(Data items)
— begin —

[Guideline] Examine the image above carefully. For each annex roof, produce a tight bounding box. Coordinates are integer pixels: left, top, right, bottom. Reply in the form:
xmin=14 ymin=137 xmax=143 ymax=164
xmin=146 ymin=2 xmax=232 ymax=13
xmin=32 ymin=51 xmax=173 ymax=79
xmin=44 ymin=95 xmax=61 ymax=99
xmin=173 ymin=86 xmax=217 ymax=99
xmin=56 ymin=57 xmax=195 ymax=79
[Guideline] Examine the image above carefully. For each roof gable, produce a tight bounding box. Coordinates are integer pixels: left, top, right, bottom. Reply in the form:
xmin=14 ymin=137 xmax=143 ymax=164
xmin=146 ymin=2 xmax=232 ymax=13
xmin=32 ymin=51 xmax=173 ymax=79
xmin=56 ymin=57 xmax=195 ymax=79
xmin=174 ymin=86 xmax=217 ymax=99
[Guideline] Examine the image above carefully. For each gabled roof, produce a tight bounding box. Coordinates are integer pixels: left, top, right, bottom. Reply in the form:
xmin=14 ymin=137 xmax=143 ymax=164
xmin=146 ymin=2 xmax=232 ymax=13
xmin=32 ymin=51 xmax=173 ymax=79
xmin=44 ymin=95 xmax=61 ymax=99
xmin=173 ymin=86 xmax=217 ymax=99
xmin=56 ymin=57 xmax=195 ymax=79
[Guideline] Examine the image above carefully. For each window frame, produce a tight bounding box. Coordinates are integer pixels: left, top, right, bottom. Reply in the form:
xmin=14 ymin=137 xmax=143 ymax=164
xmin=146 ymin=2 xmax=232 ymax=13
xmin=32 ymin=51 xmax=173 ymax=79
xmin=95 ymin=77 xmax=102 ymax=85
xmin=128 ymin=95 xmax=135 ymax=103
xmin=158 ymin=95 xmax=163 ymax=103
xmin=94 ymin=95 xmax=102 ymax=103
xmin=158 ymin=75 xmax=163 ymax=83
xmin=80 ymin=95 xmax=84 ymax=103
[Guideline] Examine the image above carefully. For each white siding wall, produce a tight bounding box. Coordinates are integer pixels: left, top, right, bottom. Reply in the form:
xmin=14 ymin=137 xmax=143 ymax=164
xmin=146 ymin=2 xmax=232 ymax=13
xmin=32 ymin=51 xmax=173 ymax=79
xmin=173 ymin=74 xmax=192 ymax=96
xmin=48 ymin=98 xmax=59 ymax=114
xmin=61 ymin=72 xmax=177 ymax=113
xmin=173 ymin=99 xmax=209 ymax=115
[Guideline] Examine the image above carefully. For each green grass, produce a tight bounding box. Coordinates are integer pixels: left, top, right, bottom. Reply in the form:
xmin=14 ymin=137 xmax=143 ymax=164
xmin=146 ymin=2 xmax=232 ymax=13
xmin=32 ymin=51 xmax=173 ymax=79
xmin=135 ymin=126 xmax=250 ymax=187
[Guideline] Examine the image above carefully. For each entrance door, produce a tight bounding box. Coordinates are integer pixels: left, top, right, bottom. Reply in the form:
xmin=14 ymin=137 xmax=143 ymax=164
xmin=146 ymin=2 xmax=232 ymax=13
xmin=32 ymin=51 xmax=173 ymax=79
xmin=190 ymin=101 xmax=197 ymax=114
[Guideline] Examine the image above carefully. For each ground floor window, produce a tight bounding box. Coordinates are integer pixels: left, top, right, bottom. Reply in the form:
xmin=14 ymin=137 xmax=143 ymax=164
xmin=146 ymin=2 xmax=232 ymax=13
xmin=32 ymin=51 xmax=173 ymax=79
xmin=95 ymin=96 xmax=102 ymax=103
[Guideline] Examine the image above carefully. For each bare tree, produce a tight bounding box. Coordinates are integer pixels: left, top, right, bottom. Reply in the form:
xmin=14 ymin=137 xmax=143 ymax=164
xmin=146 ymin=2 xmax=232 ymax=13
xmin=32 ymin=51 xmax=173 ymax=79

— end —

- _WHAT TO DO_
Show each line of the data above that contains the word "ground", copying the whole line.

- _RESPONSE_
[Guideline] Examine the image above carefully. For each ground floor window, produce a tight bounding box. Coordinates are integer pixels: left, top, right, bottom. Reply in the form:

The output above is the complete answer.